**GOAL**
Copy every one of the items below word for word.

**EXERCISE INPUT**

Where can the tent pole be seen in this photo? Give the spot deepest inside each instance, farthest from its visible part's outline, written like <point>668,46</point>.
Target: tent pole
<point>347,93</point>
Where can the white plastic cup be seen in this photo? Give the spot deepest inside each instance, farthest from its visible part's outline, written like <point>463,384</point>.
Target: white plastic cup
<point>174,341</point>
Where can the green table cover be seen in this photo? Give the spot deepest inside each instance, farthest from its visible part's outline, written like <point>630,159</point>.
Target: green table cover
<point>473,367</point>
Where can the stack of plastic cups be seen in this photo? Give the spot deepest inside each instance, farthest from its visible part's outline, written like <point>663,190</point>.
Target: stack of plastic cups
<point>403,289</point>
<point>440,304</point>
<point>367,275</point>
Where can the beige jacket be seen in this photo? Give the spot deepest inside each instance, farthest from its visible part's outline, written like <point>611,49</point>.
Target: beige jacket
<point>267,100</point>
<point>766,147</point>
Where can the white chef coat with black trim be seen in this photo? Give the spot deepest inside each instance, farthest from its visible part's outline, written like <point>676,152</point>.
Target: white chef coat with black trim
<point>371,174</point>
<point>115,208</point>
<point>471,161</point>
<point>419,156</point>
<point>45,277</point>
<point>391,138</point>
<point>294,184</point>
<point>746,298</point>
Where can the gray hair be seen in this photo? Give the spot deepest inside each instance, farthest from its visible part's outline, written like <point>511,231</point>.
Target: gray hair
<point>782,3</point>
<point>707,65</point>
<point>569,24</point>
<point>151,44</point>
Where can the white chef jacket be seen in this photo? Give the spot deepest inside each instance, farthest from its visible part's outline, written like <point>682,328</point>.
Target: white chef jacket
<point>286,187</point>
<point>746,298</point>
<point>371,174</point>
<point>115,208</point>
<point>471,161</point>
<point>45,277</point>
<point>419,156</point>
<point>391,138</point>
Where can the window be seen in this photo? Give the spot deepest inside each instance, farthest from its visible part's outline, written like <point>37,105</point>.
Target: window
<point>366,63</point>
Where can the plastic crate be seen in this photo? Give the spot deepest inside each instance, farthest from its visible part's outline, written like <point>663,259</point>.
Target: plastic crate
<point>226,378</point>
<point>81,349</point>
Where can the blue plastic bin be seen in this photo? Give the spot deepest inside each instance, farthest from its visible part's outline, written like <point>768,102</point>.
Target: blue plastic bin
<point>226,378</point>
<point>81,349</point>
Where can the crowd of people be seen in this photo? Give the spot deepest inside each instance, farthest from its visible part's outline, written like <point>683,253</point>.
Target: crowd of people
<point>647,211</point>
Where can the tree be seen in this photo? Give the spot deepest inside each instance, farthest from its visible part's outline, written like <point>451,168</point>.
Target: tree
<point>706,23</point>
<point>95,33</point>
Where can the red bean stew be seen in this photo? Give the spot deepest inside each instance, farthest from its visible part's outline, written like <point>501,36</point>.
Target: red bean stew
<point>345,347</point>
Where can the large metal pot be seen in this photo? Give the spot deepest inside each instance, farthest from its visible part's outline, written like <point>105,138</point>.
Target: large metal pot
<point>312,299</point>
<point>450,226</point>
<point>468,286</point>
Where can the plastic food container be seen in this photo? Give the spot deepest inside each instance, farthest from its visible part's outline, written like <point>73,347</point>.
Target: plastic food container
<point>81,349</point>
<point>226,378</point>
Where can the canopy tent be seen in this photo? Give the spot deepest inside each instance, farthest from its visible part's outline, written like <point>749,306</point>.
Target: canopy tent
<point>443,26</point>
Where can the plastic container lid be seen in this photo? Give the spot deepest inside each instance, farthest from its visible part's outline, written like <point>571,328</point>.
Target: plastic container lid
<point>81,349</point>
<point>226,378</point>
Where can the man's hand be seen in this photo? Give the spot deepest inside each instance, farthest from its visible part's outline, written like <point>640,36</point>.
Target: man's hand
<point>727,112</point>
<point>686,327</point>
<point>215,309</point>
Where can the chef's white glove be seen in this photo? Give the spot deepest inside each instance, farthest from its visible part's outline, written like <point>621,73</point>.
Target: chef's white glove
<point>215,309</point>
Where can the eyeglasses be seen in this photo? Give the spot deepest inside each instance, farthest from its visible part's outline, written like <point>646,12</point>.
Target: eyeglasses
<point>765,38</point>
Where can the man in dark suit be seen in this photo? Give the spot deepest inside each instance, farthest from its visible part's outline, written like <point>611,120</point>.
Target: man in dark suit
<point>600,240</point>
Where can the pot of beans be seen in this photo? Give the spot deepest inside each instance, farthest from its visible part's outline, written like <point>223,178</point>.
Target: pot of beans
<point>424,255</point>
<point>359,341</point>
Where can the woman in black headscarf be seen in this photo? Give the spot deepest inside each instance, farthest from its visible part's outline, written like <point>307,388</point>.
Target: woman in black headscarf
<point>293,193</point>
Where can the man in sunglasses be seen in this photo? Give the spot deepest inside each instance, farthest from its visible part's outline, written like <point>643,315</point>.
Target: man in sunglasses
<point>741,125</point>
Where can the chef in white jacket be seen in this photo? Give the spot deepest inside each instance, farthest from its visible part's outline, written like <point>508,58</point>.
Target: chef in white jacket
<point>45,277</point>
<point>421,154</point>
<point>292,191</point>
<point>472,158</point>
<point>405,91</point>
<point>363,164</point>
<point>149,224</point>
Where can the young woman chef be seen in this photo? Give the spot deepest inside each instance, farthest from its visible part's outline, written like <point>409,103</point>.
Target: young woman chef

**RESPONSE TO THE TASK**
Where can the tent pole be seen in this photo? Give the spot deepest inside each instance, farthest from its visible part's outline, written like <point>668,46</point>.
Target: tent pole
<point>347,93</point>
Where can the white plastic cup be seen in this photo? Give the spot deepest inside each instance, farthest from its visible part's outline, written like <point>463,384</point>.
Target: white plastic cup
<point>174,341</point>
Where can the green table cover be seen in this photo? Give the spot deepest inside each instance, farthest from its visible part's outline, written like <point>630,159</point>.
Target: green table cover
<point>473,367</point>
Where can the stack of plastic cups be seen in this photo? Give the spot deepest inside each instance, farthest from its visible part's outline, written like <point>663,190</point>.
Target: stack of plastic cups
<point>403,289</point>
<point>440,304</point>
<point>367,275</point>
Where can the beige jacket be seen in this photo? Give the spot deepest inside each instance, farthest from its visible part's outline, written like <point>611,49</point>.
Target: beige jacket
<point>267,100</point>
<point>766,147</point>
Where can the white chef coat with black trim be seen in this photo? Give the spot deepest inside each instance, farthest from its visible part's outline, written like <point>676,152</point>.
Target: white chef coat with black trim
<point>371,174</point>
<point>115,208</point>
<point>471,161</point>
<point>419,156</point>
<point>45,277</point>
<point>391,138</point>
<point>294,184</point>
<point>746,298</point>
Where can the gray hair be seen in this photo? Give the spot deepest inside each instance, farthest from its visible part's outline, written like <point>511,231</point>.
Target: gray hair
<point>782,3</point>
<point>707,65</point>
<point>569,24</point>
<point>151,44</point>
Where can the white chef jacket be seen in this photo? Give the spot deepest inside each instance, farthest from its visible part's outline, written like <point>682,328</point>.
Target: white chef jacket
<point>286,187</point>
<point>746,298</point>
<point>371,174</point>
<point>115,208</point>
<point>471,161</point>
<point>45,277</point>
<point>419,156</point>
<point>391,138</point>
Where can the window be seen in this photo? Give the spot deepest inside each instance, farthest from its visible part's outline, written like <point>37,105</point>.
Target: window
<point>366,63</point>
Where can the plastic crate be seen in this photo? Give the spot deepest inside each instance, farthest from its visible part's outline, written like <point>663,259</point>.
Target: plastic crate
<point>226,378</point>
<point>81,349</point>
Where can the blue plastic bin be seen in this photo? Give the spot deepest inside each instance, farthest from its visible part's outline, written like <point>768,102</point>.
Target: blue plastic bin
<point>226,378</point>
<point>81,349</point>
Where can the crowd of people be seen in this photo? Give the spot deepest inside each instance, farthest from its visible part's outline, written like <point>683,253</point>.
Target: crowd of people
<point>647,211</point>
Where can the tree be seen in this photo? Give the spot deepest inside each instance, farthest from its visible part's outline, written like <point>451,168</point>.
Target: tree
<point>706,23</point>
<point>95,33</point>
Where can the red bean stew be seen in this photo? Give the spot deepest inside each instance, farthest from its visible part's outline, written like <point>501,36</point>.
Target: red bean stew
<point>345,347</point>
Where can the large metal pot be seen in this photo? Give the spot deepest inside each instance, farthest from its visible part's outline, written like <point>105,138</point>.
Target: large metal pot
<point>312,299</point>
<point>450,226</point>
<point>468,286</point>
Where can the plastic food container be seen in this photo? Give the spot deepest inside each instance, farthest from its visible part's outline, written like <point>73,347</point>.
Target: plastic food container
<point>81,349</point>
<point>226,378</point>
Where can the canopy tent be seen in this photo? Give the spot deepest inside each instance, farthest from its visible part's outline, written like <point>749,306</point>.
Target: canopy tent
<point>443,26</point>
Where can the plastic container lid be seen in this photo? Give the spot deepest inside each instance, farthest from its visible part's outline, written like <point>571,328</point>.
Target: plastic container lid
<point>81,349</point>
<point>226,378</point>
Where can the man's hand be seen in this photo? Give the spot deepest inside each instance, farthest from its visible part's outline, written like <point>640,36</point>.
Target: man's hand
<point>727,112</point>
<point>686,327</point>
<point>215,309</point>
Where can the chef's white glove be seen in this photo? Give the spot deepest inside each instance, farthest from its visible part's outline, written like <point>621,73</point>.
Target: chef's white glove
<point>215,309</point>
Where can the eyeglasses be seen in this photo? Give the spot deepest inside each instance, farthest from its visible part's outline, written like <point>646,12</point>.
Target: eyeglasses
<point>765,38</point>
Where can the man in dark suit be seen in this photo? Give the spot deepest inside each instance, farthest from its visible part's outline, written like <point>611,120</point>.
Target: man in dark suit
<point>600,240</point>
Where can the pot of beans be seen in this photo? Give the spot deepest inside each instance, farthest from its visible part's outline, written like <point>223,178</point>.
Target: pot of beans
<point>424,255</point>
<point>359,341</point>
Where can the woman in black headscarf be seen in this photo? Give the spot deepest inside each instance, farthest from its visible part's outline, written like <point>307,388</point>.
Target: woman in black headscarf
<point>293,193</point>
Where can the man in sunglasses be seen in this photo? Give the spot deepest inside each instance, farthest from its visible part's outline, written like <point>643,315</point>.
Target: man in sunglasses
<point>741,125</point>
Where can the chef in white jacket be seen in this photo? Give the spot deepest inside each instance, farthest from its visible part's outline, written like <point>508,58</point>.
Target: chef in white jacket
<point>45,277</point>
<point>421,154</point>
<point>292,191</point>
<point>472,158</point>
<point>405,91</point>
<point>363,164</point>
<point>149,224</point>
Where can the young woman chef be seen in this photo? Give the spot deepest inside each instance, farthest from its visible part's outline, written like <point>409,103</point>.
Target: young woman chef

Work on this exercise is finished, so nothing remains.